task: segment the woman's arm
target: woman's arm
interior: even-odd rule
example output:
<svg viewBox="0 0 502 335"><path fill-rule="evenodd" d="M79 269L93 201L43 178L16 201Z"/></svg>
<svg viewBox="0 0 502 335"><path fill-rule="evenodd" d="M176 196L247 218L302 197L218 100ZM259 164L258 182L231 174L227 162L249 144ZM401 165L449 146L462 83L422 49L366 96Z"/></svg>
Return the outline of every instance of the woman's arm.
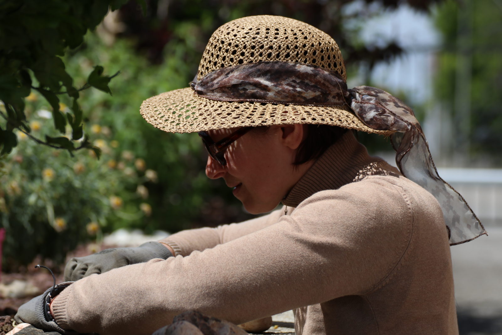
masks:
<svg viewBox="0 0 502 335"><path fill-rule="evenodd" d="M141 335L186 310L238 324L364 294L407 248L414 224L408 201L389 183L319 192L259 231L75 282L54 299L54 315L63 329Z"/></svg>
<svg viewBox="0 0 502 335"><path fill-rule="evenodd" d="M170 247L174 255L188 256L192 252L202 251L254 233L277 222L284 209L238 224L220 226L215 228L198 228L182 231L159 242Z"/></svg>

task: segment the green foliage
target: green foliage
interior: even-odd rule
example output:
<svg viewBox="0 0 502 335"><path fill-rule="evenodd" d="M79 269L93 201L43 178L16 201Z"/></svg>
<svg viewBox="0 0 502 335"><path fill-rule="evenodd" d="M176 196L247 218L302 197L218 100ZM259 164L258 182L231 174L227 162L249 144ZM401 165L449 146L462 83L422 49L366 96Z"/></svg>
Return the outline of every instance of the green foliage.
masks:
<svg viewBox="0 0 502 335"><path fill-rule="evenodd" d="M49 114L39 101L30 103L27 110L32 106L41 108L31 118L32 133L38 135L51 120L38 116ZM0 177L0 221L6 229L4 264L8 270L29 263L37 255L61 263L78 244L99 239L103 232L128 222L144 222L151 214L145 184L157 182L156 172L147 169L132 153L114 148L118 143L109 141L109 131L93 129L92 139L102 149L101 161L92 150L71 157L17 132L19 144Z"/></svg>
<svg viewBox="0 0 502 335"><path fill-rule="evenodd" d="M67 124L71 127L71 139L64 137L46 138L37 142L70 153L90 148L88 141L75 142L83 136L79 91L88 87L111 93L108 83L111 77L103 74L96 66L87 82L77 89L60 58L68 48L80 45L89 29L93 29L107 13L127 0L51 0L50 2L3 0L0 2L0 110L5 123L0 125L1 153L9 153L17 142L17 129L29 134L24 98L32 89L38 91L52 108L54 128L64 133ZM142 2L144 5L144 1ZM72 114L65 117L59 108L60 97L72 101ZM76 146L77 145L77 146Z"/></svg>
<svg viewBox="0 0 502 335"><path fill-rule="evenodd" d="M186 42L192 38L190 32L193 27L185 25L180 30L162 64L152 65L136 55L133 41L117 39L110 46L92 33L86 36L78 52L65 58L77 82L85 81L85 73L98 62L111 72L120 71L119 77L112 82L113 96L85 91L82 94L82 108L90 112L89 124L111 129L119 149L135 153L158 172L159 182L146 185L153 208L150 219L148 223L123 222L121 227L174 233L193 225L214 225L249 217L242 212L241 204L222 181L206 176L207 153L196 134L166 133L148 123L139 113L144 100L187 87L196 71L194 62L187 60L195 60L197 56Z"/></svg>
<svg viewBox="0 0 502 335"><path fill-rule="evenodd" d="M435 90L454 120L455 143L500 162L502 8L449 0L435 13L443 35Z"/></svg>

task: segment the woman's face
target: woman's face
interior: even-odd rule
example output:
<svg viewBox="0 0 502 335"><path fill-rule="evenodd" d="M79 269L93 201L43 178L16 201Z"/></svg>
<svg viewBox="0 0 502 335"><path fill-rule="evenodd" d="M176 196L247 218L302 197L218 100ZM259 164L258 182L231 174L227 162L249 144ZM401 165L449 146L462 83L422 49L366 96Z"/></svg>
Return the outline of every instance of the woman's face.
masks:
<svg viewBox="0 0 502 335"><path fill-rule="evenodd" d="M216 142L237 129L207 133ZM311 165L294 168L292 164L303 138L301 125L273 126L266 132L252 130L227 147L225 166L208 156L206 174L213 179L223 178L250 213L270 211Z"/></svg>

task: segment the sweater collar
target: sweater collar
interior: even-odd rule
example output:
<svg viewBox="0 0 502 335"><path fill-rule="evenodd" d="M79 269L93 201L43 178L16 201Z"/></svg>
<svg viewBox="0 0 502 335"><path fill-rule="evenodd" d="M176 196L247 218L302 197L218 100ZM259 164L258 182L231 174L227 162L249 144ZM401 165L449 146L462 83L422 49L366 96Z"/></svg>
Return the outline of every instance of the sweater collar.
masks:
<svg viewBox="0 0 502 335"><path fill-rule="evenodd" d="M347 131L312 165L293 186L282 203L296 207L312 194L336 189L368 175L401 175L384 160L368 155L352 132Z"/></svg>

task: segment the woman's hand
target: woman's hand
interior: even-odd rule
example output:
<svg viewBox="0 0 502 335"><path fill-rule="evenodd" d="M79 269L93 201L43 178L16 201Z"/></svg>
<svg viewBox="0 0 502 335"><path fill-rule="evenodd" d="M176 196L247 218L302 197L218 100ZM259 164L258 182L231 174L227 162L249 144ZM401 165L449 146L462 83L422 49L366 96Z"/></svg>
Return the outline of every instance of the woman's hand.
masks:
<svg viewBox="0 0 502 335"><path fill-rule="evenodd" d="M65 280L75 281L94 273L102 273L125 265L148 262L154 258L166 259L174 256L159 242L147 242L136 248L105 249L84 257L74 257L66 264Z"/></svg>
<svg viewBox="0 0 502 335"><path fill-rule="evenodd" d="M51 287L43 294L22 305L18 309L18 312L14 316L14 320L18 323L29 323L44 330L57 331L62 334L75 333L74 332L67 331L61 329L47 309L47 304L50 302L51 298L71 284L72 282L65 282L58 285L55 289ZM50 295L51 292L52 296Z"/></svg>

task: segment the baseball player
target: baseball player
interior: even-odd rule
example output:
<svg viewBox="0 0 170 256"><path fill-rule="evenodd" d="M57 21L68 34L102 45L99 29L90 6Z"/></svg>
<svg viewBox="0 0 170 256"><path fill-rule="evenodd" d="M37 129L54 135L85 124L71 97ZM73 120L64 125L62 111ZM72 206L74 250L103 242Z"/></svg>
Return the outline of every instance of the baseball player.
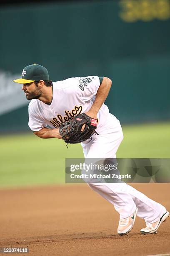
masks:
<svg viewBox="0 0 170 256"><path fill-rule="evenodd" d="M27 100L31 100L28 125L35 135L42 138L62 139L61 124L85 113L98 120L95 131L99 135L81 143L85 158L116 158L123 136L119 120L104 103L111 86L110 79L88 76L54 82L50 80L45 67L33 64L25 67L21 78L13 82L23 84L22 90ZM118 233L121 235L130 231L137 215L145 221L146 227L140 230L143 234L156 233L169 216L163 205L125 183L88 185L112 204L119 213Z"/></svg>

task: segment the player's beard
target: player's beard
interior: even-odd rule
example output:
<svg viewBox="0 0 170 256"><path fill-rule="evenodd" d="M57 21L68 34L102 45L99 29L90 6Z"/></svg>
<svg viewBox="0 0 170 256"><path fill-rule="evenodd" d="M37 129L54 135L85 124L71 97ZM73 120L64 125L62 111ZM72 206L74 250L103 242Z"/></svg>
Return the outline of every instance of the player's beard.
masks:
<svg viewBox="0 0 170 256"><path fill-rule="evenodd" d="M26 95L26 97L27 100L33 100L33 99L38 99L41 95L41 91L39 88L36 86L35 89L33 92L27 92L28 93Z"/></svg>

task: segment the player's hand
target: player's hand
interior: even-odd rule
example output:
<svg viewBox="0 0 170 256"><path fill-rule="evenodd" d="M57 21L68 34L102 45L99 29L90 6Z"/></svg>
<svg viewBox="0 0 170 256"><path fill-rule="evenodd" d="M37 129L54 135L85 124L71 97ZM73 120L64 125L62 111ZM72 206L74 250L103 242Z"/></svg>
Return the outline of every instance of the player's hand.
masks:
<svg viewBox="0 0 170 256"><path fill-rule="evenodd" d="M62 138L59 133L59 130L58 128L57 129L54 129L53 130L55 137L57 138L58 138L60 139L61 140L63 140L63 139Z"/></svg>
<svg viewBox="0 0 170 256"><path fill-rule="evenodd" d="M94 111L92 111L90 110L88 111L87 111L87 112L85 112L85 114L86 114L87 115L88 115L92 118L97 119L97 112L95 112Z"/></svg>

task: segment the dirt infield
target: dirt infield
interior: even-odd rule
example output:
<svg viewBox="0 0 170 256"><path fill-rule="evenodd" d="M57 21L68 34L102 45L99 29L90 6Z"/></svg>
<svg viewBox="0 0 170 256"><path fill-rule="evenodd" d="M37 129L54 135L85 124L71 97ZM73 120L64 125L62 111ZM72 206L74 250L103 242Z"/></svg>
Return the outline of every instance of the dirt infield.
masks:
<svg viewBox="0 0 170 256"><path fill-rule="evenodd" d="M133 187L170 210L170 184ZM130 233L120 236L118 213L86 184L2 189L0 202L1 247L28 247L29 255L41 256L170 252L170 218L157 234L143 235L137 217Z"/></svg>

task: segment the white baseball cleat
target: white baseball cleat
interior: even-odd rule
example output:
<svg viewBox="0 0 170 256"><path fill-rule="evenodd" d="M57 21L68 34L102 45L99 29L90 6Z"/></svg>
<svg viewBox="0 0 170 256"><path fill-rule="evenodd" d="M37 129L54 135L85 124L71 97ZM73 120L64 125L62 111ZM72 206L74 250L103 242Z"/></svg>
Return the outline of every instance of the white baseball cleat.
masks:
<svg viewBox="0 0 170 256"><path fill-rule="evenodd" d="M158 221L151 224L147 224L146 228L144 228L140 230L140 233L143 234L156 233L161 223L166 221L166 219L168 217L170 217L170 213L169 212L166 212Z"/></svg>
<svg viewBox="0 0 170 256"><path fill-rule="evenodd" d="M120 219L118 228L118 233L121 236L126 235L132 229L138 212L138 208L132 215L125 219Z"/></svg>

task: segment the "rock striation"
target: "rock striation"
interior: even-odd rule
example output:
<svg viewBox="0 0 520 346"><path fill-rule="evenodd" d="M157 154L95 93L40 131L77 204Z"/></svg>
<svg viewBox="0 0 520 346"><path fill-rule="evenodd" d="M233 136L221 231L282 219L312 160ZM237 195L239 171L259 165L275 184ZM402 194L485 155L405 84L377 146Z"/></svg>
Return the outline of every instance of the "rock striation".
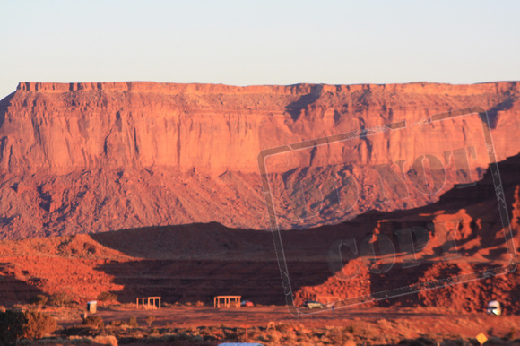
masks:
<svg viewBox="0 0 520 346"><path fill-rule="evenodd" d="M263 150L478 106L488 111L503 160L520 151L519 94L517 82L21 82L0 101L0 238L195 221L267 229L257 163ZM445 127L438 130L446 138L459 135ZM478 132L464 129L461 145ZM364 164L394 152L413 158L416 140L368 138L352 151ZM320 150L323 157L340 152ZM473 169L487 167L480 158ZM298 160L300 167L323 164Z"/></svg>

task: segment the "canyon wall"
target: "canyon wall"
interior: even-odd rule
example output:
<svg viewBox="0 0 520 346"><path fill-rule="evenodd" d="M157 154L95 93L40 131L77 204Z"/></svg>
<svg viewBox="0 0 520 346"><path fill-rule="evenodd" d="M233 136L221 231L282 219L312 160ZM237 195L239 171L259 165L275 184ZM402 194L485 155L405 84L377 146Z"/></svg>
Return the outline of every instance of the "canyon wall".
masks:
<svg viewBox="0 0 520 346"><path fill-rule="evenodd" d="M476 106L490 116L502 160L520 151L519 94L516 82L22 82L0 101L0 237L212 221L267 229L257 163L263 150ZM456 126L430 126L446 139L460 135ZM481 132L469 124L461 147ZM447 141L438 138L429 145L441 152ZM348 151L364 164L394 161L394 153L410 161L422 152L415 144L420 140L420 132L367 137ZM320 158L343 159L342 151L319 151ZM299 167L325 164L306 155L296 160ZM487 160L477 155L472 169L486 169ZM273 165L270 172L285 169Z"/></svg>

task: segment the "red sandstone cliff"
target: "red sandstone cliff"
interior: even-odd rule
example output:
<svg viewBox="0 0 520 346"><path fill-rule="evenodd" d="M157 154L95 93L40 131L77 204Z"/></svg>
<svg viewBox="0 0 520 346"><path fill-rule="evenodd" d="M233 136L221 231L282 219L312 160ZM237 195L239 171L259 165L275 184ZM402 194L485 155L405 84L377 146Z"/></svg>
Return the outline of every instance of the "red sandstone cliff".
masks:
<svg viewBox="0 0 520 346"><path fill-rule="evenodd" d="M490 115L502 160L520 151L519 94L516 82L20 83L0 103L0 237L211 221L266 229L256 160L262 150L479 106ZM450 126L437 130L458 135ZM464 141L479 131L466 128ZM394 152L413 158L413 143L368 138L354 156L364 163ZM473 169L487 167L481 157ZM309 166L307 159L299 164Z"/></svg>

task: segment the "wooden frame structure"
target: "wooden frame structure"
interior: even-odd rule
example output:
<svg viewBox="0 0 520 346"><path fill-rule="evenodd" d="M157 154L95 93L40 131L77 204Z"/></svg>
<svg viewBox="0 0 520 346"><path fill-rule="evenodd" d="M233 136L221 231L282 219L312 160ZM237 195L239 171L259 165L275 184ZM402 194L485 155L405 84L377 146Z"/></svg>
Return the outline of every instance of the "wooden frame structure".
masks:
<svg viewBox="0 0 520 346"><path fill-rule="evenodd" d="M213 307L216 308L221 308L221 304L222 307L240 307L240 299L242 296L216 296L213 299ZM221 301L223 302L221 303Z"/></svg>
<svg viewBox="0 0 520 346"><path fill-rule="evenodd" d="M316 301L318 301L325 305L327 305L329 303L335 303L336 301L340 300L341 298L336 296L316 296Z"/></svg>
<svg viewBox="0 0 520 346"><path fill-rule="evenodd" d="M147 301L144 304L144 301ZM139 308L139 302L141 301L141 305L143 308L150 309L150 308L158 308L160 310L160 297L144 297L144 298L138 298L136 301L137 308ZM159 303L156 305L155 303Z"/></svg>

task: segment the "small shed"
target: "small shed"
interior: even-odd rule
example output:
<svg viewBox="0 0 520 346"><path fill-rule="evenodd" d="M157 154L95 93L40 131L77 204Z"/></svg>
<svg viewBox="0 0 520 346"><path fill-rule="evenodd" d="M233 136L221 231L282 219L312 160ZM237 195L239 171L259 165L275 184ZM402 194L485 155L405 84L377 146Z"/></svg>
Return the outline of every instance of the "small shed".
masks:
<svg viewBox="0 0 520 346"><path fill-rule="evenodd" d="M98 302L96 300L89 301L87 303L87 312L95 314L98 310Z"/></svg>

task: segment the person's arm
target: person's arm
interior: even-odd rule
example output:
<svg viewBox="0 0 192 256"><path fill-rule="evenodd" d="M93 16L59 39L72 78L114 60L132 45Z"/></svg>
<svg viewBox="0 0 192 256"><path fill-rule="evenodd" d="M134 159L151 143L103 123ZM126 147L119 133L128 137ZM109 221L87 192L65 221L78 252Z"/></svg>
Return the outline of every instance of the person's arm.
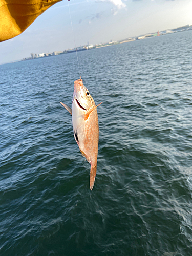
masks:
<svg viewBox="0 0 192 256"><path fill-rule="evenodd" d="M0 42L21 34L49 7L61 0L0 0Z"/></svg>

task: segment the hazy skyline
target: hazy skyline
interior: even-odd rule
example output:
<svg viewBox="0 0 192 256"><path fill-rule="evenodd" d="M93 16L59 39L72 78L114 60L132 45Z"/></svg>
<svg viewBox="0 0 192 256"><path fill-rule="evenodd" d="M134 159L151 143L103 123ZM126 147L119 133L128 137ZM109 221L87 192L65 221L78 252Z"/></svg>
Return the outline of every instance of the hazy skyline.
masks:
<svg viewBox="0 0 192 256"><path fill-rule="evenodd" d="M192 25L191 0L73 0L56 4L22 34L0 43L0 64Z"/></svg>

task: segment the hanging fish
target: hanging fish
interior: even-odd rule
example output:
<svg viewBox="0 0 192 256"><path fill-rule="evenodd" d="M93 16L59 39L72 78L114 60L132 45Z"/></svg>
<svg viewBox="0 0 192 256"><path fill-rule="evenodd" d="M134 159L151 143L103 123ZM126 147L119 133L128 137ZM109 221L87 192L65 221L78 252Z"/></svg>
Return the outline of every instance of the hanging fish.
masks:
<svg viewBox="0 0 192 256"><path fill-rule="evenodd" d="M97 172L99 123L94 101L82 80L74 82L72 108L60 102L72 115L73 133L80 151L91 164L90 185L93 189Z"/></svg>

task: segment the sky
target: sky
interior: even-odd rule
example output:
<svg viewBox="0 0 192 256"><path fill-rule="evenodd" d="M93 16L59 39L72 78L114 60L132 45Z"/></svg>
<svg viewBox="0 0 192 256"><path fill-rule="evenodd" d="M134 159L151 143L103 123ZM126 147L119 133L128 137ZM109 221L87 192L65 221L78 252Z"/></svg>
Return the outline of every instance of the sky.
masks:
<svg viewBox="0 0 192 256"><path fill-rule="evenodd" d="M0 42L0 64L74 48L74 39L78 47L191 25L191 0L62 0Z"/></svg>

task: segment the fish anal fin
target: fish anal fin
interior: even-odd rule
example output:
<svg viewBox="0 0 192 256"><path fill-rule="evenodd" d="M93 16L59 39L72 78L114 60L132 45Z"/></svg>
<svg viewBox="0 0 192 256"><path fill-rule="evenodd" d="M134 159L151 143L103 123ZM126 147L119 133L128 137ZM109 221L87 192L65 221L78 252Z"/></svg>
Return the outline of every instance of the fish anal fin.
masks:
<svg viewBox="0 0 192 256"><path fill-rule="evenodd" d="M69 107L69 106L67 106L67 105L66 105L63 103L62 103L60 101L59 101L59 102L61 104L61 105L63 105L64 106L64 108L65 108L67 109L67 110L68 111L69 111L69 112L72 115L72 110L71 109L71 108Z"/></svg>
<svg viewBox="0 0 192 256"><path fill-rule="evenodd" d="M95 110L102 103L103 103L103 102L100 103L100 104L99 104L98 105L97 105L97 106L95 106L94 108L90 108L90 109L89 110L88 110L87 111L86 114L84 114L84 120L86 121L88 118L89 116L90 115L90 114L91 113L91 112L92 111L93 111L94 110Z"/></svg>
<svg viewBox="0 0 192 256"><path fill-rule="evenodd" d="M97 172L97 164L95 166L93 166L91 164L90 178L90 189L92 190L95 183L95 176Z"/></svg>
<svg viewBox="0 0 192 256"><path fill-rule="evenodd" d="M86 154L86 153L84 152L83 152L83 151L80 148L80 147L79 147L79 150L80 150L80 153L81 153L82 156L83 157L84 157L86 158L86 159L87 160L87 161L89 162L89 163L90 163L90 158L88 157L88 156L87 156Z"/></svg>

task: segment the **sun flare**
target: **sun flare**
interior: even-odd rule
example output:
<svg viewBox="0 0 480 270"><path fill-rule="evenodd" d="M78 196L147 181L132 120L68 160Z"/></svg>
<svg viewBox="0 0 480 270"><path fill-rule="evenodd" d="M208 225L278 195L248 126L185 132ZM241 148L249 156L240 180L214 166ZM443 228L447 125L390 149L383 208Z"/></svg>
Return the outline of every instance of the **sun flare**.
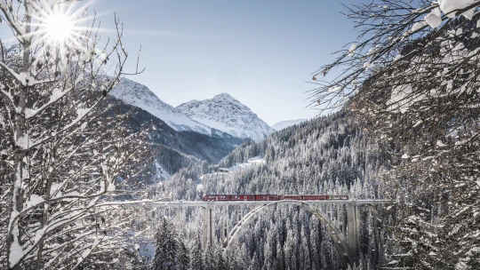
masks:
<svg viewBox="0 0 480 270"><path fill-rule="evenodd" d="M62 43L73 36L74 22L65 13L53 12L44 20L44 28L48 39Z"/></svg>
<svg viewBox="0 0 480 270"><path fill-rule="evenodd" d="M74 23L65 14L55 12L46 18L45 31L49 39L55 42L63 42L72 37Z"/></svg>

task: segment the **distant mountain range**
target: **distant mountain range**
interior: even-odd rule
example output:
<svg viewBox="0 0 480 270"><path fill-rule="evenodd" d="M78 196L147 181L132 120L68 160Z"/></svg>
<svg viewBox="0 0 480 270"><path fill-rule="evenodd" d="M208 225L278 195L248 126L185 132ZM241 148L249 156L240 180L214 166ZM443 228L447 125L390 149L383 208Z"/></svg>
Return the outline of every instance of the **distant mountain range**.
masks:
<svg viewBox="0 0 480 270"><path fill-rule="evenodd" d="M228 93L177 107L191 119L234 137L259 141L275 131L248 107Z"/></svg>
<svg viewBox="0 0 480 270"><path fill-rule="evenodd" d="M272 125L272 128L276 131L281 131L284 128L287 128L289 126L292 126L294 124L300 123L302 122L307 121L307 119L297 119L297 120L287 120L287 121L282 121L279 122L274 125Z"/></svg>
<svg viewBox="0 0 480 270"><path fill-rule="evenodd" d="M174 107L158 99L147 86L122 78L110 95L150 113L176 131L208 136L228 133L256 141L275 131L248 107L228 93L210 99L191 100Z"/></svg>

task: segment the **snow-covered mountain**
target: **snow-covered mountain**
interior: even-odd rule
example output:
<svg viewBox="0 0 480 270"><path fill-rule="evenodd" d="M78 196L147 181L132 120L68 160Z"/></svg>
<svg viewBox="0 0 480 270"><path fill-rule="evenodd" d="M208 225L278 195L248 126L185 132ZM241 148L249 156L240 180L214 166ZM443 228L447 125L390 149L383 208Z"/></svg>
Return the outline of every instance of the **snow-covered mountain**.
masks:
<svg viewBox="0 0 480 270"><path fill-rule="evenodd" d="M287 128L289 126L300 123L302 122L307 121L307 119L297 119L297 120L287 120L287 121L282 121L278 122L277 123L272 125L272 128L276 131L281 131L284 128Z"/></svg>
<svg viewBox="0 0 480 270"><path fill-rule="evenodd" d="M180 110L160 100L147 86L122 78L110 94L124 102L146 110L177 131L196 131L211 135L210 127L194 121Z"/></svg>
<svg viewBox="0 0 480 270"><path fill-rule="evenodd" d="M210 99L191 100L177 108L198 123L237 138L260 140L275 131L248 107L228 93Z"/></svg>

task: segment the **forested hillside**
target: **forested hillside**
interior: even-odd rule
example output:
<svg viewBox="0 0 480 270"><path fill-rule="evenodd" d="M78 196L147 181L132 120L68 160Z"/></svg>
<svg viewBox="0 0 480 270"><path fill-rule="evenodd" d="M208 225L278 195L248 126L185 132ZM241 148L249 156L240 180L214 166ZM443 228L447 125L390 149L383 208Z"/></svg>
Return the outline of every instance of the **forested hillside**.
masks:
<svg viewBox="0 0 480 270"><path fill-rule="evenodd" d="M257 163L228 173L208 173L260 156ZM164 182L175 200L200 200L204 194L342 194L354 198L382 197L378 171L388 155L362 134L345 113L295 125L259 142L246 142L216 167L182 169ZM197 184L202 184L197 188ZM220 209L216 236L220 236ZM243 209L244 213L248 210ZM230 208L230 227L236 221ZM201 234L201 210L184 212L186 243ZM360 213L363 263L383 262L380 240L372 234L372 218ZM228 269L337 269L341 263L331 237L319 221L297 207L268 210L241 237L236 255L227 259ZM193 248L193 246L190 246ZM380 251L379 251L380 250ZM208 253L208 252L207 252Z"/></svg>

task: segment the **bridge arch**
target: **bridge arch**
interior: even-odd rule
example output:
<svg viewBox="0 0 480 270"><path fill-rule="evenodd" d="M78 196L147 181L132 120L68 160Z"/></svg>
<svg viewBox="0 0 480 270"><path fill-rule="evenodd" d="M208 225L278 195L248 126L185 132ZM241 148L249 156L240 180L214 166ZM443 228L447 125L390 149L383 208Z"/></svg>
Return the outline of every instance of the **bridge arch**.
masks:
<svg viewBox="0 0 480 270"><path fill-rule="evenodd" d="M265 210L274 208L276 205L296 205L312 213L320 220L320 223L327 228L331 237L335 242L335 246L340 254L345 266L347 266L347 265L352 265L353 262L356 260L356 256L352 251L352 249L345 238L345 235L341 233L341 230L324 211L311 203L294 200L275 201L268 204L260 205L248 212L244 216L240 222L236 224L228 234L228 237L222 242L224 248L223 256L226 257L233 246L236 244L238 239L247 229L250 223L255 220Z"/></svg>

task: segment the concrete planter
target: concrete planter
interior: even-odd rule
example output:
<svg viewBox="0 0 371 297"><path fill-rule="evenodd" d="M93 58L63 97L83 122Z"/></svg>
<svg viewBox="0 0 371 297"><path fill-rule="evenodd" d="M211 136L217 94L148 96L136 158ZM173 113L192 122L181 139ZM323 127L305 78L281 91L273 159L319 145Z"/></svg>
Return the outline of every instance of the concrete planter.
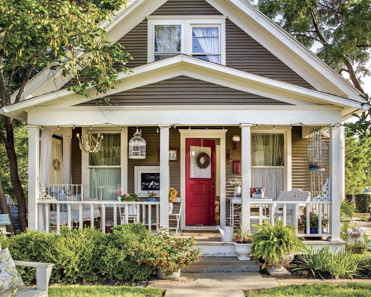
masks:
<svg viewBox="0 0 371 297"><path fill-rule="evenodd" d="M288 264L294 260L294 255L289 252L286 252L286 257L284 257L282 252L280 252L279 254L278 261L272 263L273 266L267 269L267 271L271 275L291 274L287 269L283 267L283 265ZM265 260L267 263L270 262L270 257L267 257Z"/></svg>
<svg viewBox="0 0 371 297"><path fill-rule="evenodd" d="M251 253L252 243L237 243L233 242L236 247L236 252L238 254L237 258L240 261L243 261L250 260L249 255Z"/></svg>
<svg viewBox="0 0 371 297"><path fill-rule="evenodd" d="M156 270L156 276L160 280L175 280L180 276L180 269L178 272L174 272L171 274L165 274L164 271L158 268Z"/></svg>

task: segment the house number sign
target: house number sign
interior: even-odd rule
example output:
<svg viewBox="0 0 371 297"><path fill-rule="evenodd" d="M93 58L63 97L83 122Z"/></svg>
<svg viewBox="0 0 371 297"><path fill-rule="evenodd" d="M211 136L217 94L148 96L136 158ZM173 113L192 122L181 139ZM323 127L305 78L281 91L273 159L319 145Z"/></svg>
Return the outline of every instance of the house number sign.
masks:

=====

■ Objective
Lay out as a Markdown table, with columns Row and Line, the lines starting with the one that contains "task: segment the **snow-covered mountain**" and going on through the one that contains "99L191 100L177 108L198". Leave out blank lines.

■ Reply to the exercise
| Row | Line |
|---|---|
| 1 | task: segment the **snow-covered mountain** |
| 2 | target: **snow-covered mountain** |
| 3 | interior: even-odd rule |
| 4 | example output: |
| 5 | <svg viewBox="0 0 480 270"><path fill-rule="evenodd" d="M78 196L147 181L132 120L68 160Z"/></svg> |
| 6 | <svg viewBox="0 0 480 270"><path fill-rule="evenodd" d="M208 225L278 195L248 126L185 132ZM241 148L249 156L240 180L214 166ZM443 228L447 125L390 149L383 208Z"/></svg> |
| 7 | Return the outline of every instance of the **snow-covered mountain**. |
| 8 | masks: |
| 9 | <svg viewBox="0 0 480 270"><path fill-rule="evenodd" d="M287 128L289 126L300 123L302 122L307 121L307 119L297 119L297 120L287 120L287 121L282 121L278 122L277 123L272 125L272 128L276 131L281 131L284 128Z"/></svg> |
| 10 | <svg viewBox="0 0 480 270"><path fill-rule="evenodd" d="M180 110L160 100L147 86L122 78L110 94L124 102L146 110L177 131L196 131L211 135L210 127L194 121Z"/></svg> |
| 11 | <svg viewBox="0 0 480 270"><path fill-rule="evenodd" d="M210 99L191 100L177 108L198 123L237 138L260 140L275 131L248 107L228 93Z"/></svg> |